ACTIVITY 1:
Can you transcribe the passage on Bream's career, starting with "On August 11, 2022, it" and going on through "a substitute host."?
ACTIVITY 2:
Do the following statements agree with the passage on Bream's career? For each, answer yes or no and quote the deciding words of the passage exactly.
(a) Bream joined WRC-TV after three years at WBTV.
(b) Bream graduated from law school in 2001.
(c) Bream began anchoring Fox News Sunday on August 11, 2022.

After graduating with a JD degree with honors from Florida State University College of Law in 1996, Bream moved to Tampa, Florida, where she began her career as a lawyer specializing in race discrimination and sexual harassment.

In 2001, she transitioned to television journalism, becoming the evening and late-night news reporter for WBTV in Charlotte, North Carolina. In 2004, after three years at WBTV, Bream joined Washington D.C.'s NBC affiliate WRC-TV. At WRC-TV, she was a weekend anchor and covered general assignments.

While at WRC-TV, Bream met Brit Hume, who was the managing editor of Fox News's Washington, D.C. bureau. With Hume's encouragement, she submitted audition tapes to Fox News. Bream joined Fox News in November 2007, and was based in the network's Washington, D.C. bureau. She then became the anchor/host of Fox News @ Night.

On August 11, 2022, it was announced that Bream would replace Chris Wallace as Fox News Sundays new anchor, beginning September 11, 2022.

In addition to hosting Fox News Sunday, Bream appears periodically on other Fox News programs, including America's Newsroom, Outnumbered, America Reports, The Story with Martha MacCallum, The Five, Special Report and Gutfeld! as a guest and as a substitute host.

STUDY MATERIAL:
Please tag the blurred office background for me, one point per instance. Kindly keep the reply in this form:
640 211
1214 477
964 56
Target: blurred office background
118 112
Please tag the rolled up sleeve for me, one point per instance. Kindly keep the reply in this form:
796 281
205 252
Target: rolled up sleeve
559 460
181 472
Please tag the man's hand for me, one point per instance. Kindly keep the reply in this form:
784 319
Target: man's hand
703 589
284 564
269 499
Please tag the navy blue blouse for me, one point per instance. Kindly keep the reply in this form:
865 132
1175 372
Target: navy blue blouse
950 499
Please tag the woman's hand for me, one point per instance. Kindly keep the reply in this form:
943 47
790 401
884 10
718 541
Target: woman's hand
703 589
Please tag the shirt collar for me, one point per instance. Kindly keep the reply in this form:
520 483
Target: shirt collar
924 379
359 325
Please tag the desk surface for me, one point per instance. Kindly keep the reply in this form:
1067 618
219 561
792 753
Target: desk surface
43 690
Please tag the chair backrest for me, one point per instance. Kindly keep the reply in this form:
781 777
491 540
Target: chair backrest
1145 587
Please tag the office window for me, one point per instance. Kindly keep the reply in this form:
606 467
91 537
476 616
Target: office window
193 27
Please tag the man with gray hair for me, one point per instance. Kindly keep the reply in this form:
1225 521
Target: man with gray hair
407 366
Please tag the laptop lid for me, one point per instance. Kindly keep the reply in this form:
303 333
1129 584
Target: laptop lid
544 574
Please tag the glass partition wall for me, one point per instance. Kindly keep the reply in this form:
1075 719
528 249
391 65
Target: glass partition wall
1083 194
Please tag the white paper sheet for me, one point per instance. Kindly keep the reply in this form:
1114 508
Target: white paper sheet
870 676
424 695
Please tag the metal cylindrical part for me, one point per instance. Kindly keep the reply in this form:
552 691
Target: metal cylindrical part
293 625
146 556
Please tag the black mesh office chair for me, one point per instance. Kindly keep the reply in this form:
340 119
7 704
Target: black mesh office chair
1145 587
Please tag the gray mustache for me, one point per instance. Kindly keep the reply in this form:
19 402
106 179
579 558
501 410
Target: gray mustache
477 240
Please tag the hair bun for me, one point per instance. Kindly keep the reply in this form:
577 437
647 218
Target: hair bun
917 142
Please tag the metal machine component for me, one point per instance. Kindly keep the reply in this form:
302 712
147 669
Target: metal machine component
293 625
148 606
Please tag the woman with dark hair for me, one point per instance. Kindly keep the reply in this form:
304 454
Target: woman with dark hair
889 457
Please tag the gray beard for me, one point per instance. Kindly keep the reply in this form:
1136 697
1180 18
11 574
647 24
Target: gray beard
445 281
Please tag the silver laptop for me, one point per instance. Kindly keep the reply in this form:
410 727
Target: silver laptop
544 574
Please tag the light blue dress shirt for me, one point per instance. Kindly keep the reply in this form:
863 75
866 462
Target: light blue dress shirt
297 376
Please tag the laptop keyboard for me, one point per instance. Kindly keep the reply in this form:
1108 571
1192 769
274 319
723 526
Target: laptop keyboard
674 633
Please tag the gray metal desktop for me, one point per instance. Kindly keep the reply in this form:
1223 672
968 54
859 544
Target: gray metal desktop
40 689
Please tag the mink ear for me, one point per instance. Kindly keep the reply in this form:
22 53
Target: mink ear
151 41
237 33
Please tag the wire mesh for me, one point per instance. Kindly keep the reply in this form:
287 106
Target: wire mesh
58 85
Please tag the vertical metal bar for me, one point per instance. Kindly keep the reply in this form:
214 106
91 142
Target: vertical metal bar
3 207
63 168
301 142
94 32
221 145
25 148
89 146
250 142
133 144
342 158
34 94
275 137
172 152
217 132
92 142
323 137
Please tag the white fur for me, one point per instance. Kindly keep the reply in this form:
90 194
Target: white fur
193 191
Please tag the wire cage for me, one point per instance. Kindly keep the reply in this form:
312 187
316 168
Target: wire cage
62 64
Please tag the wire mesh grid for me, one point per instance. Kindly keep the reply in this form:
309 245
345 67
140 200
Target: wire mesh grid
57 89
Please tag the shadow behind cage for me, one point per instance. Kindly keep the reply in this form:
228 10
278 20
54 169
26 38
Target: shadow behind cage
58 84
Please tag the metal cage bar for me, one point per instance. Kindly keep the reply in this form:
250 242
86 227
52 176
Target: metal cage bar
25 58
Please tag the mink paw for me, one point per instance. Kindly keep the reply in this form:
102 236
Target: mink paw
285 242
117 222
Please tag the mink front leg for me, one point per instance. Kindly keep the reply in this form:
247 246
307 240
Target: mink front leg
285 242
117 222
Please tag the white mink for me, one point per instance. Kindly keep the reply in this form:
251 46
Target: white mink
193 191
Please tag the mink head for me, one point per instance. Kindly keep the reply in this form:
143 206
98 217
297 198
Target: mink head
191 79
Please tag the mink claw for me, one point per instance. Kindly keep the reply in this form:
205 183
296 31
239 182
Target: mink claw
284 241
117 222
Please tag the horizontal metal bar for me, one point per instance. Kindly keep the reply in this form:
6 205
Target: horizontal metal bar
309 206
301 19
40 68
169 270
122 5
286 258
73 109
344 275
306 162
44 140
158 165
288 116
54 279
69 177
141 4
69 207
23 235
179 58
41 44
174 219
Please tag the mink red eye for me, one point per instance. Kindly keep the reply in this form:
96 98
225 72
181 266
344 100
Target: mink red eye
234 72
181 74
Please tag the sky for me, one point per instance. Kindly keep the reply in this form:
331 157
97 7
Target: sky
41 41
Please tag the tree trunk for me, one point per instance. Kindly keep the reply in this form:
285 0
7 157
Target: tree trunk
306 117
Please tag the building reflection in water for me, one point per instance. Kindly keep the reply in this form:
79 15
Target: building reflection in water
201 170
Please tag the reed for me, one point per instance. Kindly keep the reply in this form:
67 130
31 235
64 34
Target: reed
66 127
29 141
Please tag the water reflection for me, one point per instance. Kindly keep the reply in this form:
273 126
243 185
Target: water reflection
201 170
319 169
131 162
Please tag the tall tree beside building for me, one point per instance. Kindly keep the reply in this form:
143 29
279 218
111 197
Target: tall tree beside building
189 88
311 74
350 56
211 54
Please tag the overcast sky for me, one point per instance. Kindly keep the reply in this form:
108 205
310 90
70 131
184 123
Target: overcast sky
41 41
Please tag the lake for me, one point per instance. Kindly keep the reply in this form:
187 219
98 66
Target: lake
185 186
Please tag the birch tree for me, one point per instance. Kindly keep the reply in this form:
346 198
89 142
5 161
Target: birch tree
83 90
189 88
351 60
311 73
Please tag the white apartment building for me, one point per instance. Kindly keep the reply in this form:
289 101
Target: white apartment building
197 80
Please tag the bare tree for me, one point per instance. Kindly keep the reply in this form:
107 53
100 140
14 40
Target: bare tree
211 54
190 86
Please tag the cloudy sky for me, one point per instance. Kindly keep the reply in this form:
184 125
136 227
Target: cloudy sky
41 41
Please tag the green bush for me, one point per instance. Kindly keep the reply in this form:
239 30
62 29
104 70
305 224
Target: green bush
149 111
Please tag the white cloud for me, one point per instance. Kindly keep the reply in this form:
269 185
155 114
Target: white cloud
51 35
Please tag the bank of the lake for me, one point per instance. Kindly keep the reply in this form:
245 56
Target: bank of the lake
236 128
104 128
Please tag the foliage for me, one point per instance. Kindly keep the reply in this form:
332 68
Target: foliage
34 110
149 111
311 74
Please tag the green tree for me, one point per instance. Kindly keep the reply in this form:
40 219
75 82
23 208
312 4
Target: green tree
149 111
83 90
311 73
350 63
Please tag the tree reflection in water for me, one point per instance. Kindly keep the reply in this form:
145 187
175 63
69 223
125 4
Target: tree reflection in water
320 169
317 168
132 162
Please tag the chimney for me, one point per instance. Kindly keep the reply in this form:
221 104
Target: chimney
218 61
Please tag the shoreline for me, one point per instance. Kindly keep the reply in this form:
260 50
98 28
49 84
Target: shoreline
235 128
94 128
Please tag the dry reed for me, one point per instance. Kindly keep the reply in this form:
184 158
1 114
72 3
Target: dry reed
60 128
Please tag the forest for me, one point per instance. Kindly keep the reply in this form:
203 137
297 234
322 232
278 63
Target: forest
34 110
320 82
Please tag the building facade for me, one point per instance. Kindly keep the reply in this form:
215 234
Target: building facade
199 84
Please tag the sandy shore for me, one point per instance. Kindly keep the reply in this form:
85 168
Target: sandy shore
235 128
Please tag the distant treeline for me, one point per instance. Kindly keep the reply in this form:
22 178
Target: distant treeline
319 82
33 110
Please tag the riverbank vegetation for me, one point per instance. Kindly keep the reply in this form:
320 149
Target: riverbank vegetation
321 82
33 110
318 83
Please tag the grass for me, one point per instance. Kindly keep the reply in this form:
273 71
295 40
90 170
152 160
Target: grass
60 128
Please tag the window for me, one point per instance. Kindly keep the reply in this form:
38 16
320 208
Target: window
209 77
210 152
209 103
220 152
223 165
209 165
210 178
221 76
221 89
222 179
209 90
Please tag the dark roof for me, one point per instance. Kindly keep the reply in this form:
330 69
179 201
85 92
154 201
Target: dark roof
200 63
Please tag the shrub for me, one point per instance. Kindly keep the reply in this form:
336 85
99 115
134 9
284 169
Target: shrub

TASK RESPONSE 1:
On August 11, 2022, it was announced that Bream would replace Chris Wallace as Fox News Sundays new anchor, beginning September 11, 2022.

In addition to hosting Fox News Sunday, Bream appears periodically on other Fox News programs, including America's Newsroom, Outnumbered, America Reports, The Story with Martha MacCallum, The Five, Special Report and Gutfeld! as a guest and as a substitute host.

TASK RESPONSE 2:
(a) Yes: "In 2004, after three years at WBTV, Bream joined Washington D.C.'s NBC affiliate WRC-TV."
(b) No: "After graduating with a JD degree with honors from Florida State University College of Law in 1996"
(c) No: "On August 11, 2022, it was announced that Bream would replace Chris Wallace as Fox News Sundays new anchor, beginning September 11, 2022."